_Task prompt_. In the forum post about clustering, boil the paragraph beginning "About the clustering." down to a short list that keeps its main facts.

I'll work out my looping problem, I hope -- it's not critical.

About the clustering.  Very crudely, cluster analysis attempts to find
groups in data based on case attributes (or measures) and a distance measure
applied to each case to determine either similarity or dissimilarity of a
case to a group centroid.  Generally, a clustering tool finds a set of
initial clusters, assigns cases to these initial groups and ,by iteration,
updates group centroids and case membership until either the number of
iterations is exhausted or no further distance optimization can be achieved.

[Dataset excerpts on object pointing]

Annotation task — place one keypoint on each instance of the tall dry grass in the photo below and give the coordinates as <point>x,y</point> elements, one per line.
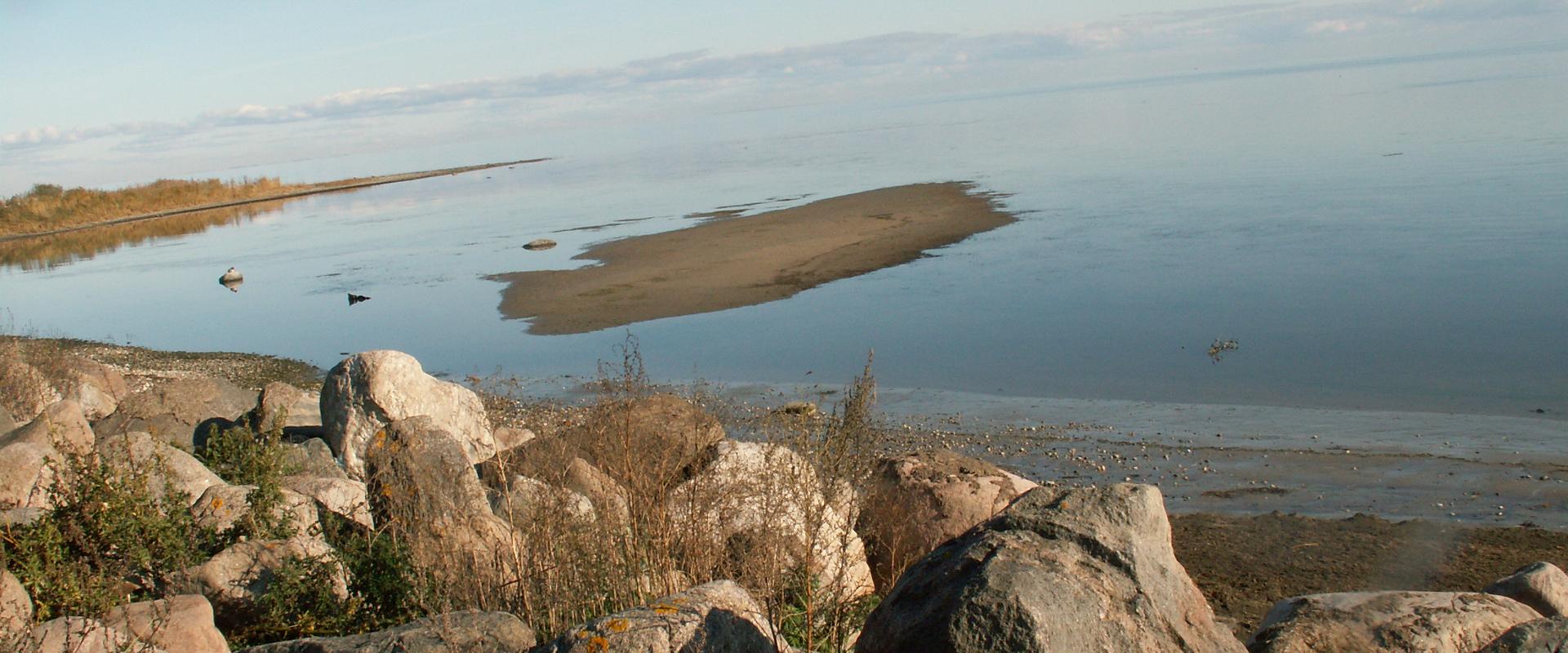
<point>47,206</point>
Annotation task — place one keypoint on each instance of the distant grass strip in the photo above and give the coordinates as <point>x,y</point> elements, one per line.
<point>51,209</point>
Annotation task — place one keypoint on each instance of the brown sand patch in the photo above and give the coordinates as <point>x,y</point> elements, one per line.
<point>758,259</point>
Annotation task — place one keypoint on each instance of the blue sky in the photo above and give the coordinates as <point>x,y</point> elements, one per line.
<point>118,93</point>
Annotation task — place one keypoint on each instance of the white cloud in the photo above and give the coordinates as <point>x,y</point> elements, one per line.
<point>825,66</point>
<point>1338,27</point>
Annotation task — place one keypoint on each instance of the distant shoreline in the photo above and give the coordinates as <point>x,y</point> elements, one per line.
<point>310,190</point>
<point>733,262</point>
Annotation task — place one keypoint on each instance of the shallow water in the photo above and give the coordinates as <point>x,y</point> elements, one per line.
<point>1156,216</point>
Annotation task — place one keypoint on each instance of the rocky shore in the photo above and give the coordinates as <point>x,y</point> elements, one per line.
<point>214,503</point>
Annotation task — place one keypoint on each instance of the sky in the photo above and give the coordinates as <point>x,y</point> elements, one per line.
<point>119,93</point>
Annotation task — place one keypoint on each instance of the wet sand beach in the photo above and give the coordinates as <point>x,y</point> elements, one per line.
<point>734,262</point>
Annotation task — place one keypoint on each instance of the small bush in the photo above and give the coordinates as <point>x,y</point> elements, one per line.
<point>112,539</point>
<point>243,456</point>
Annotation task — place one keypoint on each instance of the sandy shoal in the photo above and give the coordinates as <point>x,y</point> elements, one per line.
<point>746,260</point>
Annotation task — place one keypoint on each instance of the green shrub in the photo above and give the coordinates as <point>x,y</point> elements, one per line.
<point>114,537</point>
<point>243,456</point>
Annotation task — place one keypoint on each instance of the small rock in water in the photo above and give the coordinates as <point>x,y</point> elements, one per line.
<point>233,279</point>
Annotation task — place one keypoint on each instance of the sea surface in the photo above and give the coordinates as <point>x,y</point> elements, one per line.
<point>1377,235</point>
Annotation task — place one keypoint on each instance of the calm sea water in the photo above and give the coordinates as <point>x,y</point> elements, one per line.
<point>1385,235</point>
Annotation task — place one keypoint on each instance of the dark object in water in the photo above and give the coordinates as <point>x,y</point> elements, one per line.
<point>1220,346</point>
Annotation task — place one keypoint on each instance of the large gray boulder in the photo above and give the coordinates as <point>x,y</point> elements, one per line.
<point>287,407</point>
<point>173,409</point>
<point>710,617</point>
<point>98,387</point>
<point>424,491</point>
<point>1388,622</point>
<point>313,458</point>
<point>645,443</point>
<point>608,497</point>
<point>16,606</point>
<point>466,632</point>
<point>238,575</point>
<point>1539,636</point>
<point>27,390</point>
<point>177,624</point>
<point>1058,571</point>
<point>167,467</point>
<point>1537,584</point>
<point>369,390</point>
<point>27,475</point>
<point>61,426</point>
<point>223,506</point>
<point>32,455</point>
<point>924,499</point>
<point>530,500</point>
<point>765,503</point>
<point>337,495</point>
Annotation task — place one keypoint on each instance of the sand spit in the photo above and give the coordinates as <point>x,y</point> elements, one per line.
<point>728,264</point>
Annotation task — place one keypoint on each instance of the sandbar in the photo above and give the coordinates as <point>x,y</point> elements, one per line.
<point>736,262</point>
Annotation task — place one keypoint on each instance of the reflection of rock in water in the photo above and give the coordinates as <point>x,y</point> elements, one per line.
<point>1220,346</point>
<point>38,252</point>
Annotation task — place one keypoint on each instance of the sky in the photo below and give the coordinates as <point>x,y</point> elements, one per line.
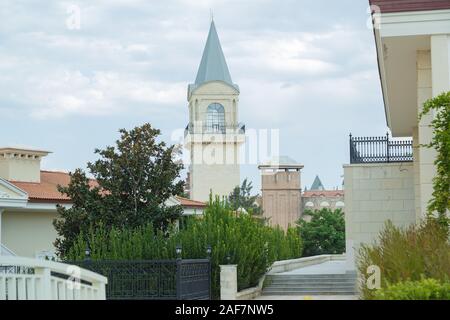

_Result_.
- Cluster analysis tries to find groups in data from case attributes (or measures).
- A distance measure is applied to each case to judge its similarity or dissimilarity to a group centroid.
- A clustering tool generally finds a set of initial clusters and assigns cases to them.
- It then repeatedly updates the group centroids and case membership.
- This goes on until the iterations run out or no further distance optimization can be achieved.